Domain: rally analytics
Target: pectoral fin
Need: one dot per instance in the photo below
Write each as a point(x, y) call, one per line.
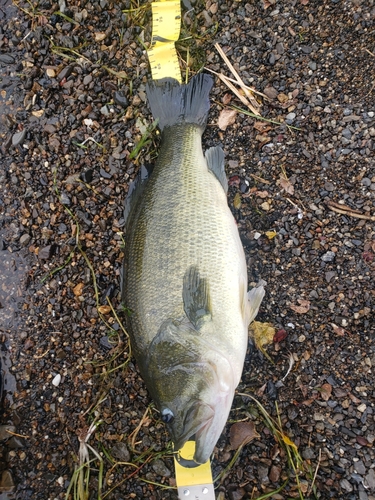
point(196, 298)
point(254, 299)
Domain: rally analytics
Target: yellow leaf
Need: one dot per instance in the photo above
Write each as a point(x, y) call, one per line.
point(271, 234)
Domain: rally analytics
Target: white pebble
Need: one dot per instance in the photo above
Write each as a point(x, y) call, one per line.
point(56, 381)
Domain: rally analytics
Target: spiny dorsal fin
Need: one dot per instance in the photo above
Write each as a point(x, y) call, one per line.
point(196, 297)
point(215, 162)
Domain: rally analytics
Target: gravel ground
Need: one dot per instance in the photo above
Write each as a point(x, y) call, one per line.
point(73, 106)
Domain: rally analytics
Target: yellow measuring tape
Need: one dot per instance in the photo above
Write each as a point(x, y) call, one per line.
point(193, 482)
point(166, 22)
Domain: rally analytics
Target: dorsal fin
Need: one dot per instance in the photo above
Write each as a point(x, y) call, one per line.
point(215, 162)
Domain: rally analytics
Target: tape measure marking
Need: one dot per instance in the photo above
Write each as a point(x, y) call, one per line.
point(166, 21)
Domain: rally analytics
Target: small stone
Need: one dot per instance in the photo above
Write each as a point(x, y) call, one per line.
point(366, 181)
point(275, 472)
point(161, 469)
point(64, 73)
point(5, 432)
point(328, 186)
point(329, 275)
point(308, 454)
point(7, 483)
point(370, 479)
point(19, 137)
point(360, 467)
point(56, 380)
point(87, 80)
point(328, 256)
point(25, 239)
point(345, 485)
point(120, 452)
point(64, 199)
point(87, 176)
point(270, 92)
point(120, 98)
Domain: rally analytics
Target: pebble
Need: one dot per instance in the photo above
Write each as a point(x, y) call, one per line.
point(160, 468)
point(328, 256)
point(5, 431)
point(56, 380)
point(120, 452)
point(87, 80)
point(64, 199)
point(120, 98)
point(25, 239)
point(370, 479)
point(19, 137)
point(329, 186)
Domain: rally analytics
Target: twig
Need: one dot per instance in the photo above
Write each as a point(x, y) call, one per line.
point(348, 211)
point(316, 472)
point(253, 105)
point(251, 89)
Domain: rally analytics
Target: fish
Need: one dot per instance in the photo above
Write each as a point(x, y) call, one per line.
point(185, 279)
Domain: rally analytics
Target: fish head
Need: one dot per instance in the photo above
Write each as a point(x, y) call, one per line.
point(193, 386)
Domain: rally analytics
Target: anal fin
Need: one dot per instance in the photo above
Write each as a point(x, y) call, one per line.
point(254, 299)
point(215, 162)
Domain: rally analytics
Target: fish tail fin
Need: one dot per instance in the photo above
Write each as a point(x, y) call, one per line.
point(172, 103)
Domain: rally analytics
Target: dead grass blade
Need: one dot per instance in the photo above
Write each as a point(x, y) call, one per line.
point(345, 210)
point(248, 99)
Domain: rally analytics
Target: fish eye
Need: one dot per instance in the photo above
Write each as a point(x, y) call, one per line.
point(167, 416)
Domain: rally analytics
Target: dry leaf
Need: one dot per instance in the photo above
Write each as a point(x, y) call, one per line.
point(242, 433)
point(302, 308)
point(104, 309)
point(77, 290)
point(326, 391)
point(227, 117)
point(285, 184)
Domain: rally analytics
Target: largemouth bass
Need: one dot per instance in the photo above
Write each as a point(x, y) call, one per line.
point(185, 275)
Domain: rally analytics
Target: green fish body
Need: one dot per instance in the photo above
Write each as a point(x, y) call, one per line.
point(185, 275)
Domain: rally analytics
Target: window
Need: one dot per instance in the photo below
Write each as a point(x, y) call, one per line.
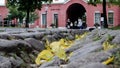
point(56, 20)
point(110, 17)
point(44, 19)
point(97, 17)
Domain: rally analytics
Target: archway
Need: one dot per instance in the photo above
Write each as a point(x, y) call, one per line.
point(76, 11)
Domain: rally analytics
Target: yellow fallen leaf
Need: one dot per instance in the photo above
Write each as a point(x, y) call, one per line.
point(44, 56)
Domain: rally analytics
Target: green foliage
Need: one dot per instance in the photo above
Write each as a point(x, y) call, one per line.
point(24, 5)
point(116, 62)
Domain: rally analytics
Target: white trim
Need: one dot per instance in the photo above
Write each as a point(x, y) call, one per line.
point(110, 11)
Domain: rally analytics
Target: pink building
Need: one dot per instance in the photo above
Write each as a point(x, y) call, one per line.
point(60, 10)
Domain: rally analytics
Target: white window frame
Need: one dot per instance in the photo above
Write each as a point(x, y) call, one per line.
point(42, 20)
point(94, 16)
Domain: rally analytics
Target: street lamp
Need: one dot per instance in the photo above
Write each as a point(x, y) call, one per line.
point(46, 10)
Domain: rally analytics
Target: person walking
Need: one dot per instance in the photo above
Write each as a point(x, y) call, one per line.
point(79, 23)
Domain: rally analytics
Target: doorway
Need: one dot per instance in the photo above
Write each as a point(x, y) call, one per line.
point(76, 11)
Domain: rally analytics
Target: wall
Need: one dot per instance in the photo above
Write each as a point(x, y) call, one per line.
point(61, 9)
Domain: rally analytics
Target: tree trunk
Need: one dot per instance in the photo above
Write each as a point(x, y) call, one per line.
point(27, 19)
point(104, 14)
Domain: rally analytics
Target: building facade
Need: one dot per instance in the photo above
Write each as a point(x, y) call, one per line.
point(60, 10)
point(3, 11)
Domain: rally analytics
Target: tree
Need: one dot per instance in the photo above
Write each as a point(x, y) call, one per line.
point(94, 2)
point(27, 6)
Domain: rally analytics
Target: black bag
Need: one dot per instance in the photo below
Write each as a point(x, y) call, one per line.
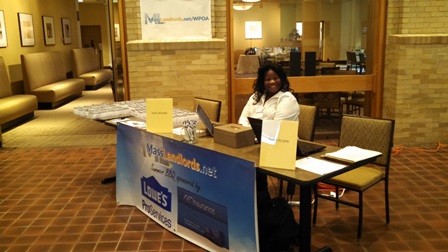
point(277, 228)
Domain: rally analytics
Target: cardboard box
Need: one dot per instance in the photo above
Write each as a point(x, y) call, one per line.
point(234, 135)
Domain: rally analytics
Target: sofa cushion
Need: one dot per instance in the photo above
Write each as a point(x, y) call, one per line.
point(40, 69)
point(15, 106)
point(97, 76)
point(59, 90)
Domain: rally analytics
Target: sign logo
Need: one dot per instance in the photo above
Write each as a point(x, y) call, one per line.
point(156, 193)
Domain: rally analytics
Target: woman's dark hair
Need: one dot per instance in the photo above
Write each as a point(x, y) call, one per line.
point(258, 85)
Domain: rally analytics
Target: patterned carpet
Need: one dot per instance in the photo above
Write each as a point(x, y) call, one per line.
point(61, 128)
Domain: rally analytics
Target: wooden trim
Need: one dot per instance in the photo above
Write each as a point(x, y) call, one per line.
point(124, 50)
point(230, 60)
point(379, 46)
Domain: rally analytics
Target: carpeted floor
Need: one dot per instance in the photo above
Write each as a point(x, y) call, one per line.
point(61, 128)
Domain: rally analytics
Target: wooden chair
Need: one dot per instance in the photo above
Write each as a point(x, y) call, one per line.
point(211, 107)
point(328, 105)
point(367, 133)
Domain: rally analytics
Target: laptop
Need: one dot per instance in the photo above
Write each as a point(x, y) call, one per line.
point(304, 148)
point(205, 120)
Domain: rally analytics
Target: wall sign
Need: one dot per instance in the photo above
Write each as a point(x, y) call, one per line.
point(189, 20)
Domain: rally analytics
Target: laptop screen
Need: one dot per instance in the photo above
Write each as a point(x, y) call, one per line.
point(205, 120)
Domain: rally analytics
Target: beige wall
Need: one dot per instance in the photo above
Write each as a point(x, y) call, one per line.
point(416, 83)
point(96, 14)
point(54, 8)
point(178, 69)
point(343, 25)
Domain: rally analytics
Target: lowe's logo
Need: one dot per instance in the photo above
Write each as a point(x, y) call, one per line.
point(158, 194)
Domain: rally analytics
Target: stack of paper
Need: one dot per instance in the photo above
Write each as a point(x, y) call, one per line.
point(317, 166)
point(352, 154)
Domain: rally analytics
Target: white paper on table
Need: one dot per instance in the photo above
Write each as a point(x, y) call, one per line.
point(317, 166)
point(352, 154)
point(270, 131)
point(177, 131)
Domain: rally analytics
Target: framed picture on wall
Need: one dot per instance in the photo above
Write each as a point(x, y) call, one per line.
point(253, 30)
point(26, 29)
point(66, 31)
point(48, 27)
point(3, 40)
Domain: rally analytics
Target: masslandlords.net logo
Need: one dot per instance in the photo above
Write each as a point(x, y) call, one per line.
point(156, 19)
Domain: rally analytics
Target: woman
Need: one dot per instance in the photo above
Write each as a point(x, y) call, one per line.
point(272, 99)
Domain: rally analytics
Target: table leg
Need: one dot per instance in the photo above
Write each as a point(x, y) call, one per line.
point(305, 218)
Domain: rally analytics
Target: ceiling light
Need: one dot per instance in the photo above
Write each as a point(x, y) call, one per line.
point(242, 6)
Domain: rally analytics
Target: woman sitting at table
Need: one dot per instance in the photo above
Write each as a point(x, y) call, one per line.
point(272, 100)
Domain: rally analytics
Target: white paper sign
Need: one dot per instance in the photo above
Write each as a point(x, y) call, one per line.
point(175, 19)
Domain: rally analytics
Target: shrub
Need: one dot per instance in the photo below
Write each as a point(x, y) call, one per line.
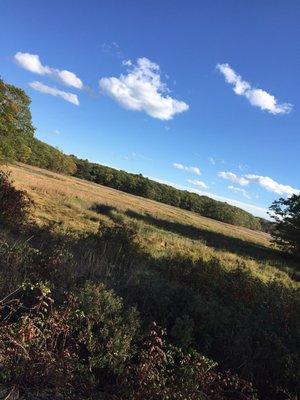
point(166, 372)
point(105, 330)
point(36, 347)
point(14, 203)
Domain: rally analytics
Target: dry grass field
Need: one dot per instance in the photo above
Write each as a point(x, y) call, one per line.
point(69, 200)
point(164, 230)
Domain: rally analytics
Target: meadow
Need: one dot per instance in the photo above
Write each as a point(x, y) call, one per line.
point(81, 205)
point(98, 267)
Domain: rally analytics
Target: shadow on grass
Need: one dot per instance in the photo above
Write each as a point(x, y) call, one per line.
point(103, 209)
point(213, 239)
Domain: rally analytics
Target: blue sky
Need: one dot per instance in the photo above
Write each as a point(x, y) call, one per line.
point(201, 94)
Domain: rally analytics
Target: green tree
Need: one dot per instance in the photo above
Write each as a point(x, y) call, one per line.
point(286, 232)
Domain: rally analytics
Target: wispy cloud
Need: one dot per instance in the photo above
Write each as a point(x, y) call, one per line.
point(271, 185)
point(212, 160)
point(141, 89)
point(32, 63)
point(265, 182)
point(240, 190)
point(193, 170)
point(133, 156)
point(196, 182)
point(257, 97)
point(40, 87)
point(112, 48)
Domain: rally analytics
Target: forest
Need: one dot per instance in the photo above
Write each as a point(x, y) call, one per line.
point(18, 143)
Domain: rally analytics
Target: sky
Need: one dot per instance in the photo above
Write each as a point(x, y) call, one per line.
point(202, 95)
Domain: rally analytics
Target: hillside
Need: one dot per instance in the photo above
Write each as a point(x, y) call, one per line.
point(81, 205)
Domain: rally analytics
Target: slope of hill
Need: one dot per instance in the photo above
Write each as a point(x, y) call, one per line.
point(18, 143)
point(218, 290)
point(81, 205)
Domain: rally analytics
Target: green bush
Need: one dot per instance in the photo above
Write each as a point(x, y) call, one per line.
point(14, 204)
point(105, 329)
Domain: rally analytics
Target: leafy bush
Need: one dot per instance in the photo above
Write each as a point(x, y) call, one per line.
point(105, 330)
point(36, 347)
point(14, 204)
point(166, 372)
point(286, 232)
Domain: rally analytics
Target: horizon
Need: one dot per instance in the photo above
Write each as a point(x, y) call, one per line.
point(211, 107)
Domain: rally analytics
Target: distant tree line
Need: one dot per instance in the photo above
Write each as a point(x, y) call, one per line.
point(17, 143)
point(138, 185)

--- --- ---

* **Your task**: Find the lines above that contain the word "green" and copy each one.

* **Written reply**:
Target: green fish body
Target: green foliage
Target: green tree
Target: green bush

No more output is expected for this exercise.